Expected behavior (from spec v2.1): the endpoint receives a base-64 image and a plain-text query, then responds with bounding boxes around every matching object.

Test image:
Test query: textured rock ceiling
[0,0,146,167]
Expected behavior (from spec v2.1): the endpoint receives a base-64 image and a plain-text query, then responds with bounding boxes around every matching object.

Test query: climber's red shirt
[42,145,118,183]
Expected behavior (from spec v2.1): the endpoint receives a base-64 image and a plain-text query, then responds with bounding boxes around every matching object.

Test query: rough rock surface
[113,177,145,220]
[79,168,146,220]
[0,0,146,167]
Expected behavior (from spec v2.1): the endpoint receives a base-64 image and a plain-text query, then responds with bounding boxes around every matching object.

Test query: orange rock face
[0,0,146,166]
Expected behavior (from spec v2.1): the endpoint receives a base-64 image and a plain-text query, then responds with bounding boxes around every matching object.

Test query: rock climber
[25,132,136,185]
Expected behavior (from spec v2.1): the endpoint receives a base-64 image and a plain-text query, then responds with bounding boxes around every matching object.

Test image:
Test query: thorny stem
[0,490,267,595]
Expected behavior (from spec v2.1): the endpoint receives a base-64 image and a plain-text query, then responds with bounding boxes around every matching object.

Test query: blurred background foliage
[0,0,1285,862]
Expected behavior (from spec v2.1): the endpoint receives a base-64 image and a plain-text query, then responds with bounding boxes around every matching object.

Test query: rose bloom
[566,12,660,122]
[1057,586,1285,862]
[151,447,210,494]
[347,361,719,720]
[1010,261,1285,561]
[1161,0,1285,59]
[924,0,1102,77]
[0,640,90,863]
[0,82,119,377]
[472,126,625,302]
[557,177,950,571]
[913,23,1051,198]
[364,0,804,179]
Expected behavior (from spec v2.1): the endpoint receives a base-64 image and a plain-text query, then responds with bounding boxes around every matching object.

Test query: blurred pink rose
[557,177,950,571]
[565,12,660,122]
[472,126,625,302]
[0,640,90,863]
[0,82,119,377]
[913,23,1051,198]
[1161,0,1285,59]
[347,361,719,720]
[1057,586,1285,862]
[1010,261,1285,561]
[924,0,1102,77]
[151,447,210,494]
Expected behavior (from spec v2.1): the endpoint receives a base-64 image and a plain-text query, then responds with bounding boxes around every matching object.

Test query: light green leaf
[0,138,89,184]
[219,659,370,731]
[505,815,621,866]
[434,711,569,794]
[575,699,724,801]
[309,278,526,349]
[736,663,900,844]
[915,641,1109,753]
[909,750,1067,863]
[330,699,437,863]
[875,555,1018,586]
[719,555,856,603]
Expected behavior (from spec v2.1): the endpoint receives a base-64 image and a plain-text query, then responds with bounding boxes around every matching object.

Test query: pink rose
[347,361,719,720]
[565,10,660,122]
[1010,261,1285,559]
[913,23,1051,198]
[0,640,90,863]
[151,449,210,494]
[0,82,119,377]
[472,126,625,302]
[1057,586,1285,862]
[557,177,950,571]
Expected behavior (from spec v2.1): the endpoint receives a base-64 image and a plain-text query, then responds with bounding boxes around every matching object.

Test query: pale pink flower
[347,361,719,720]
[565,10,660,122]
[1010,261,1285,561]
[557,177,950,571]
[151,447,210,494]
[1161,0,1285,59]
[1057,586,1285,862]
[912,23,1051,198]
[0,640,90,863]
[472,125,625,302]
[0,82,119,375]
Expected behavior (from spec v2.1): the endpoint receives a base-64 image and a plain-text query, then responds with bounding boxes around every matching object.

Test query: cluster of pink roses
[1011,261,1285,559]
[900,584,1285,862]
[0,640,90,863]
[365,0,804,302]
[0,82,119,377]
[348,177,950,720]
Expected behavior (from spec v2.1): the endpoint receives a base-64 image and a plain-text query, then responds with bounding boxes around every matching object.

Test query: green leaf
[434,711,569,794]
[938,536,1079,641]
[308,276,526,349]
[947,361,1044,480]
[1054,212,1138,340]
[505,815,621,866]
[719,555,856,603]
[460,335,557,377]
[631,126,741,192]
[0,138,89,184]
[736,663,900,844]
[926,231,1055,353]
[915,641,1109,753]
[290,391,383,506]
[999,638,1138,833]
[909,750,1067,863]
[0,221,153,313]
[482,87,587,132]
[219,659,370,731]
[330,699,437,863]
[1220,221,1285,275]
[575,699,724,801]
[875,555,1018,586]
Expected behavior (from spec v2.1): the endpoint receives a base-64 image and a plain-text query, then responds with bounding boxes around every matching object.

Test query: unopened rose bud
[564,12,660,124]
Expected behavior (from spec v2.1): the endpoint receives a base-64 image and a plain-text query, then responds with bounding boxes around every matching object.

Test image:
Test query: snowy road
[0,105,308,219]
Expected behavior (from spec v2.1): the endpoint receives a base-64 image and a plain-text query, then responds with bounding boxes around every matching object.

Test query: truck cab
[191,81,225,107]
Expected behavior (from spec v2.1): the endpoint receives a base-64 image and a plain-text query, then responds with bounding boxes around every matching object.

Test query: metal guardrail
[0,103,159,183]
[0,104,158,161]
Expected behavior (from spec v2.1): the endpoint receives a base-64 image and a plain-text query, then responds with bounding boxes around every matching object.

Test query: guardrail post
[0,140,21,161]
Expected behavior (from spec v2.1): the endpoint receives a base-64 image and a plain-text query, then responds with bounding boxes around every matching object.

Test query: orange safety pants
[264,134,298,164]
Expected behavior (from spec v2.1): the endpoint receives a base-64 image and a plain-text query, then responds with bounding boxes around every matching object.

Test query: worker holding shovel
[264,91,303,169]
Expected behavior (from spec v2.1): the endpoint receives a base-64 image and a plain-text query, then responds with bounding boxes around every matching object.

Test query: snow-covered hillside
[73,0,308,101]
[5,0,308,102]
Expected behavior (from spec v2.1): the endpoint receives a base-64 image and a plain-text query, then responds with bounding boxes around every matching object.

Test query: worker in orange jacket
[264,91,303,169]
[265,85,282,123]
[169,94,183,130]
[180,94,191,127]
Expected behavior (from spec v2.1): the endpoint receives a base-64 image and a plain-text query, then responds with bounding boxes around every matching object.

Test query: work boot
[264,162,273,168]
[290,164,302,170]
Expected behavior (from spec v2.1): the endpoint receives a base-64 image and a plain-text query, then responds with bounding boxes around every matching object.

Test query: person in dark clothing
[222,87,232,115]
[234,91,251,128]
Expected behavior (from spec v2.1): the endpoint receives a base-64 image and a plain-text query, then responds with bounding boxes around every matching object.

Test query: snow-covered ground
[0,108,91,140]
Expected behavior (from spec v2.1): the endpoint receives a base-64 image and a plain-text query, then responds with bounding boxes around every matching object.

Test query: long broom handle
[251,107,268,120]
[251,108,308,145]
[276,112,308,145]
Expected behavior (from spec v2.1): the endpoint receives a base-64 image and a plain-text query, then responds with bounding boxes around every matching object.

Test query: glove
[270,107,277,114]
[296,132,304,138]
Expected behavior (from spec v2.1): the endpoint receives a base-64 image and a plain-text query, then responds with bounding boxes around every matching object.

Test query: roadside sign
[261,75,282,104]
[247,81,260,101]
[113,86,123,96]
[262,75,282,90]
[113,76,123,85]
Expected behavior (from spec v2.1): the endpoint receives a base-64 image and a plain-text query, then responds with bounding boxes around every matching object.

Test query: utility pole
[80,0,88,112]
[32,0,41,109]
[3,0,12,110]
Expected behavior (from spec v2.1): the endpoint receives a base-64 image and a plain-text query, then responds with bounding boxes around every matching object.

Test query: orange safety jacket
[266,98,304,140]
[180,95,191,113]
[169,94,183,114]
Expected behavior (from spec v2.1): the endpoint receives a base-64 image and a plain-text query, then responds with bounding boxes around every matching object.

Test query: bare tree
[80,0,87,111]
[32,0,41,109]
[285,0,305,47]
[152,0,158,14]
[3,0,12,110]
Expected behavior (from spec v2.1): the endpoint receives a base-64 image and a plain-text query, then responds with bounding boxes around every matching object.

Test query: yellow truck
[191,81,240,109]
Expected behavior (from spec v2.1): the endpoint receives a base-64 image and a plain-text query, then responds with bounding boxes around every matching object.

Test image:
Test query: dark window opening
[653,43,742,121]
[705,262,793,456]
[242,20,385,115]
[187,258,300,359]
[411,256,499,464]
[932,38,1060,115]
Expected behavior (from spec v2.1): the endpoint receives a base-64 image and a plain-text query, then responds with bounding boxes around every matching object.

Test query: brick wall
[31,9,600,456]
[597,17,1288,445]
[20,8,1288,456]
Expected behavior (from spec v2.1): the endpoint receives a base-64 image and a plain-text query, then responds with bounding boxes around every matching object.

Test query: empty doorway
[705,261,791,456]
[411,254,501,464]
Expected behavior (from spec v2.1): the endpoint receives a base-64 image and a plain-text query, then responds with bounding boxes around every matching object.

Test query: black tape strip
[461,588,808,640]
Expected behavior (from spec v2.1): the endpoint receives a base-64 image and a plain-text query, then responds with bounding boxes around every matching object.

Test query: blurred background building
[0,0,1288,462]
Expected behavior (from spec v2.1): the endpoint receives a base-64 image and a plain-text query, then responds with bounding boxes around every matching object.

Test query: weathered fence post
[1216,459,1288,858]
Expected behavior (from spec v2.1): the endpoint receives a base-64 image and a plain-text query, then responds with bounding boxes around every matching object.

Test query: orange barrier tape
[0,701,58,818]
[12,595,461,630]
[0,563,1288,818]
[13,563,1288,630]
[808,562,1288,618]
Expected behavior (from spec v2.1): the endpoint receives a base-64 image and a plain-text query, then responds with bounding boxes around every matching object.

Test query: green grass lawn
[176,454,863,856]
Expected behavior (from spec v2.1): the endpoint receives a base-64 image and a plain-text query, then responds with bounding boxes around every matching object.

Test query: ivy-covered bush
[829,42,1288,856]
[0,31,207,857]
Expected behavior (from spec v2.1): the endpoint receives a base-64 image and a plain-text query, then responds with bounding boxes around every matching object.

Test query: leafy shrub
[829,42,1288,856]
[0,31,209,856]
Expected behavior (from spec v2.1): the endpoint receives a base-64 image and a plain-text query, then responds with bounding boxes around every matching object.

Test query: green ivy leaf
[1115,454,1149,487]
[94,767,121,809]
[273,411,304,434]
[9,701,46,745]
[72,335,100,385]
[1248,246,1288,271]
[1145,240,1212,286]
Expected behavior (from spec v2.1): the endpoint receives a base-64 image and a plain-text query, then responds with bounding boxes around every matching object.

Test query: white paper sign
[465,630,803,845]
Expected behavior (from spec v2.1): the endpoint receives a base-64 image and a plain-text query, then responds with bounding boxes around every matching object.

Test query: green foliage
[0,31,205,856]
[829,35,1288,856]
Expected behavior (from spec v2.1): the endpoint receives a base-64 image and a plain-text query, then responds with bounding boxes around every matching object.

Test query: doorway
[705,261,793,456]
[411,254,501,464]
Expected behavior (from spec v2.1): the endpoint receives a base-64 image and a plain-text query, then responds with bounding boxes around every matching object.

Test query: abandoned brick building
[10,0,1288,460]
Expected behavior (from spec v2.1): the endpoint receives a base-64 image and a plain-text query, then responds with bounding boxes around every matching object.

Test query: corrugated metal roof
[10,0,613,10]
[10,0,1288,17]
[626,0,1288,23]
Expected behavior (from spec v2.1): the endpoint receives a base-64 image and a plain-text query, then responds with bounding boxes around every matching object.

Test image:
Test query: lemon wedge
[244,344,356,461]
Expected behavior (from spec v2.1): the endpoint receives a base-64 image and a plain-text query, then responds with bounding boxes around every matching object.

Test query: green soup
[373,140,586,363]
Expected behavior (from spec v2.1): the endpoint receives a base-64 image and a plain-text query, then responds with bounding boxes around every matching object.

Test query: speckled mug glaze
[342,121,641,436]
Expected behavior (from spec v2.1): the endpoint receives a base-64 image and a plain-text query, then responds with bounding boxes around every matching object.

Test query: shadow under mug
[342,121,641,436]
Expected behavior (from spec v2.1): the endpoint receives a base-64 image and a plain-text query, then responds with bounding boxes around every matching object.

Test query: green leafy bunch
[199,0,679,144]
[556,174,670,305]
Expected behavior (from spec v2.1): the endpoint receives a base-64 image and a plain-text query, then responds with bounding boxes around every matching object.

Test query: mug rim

TASK DETAILS: Report every line of the data that contains the string "leafy", matching case exactly.

RIGHT ANSWER:
Test query: leafy shrub
Test query: green leafy bunch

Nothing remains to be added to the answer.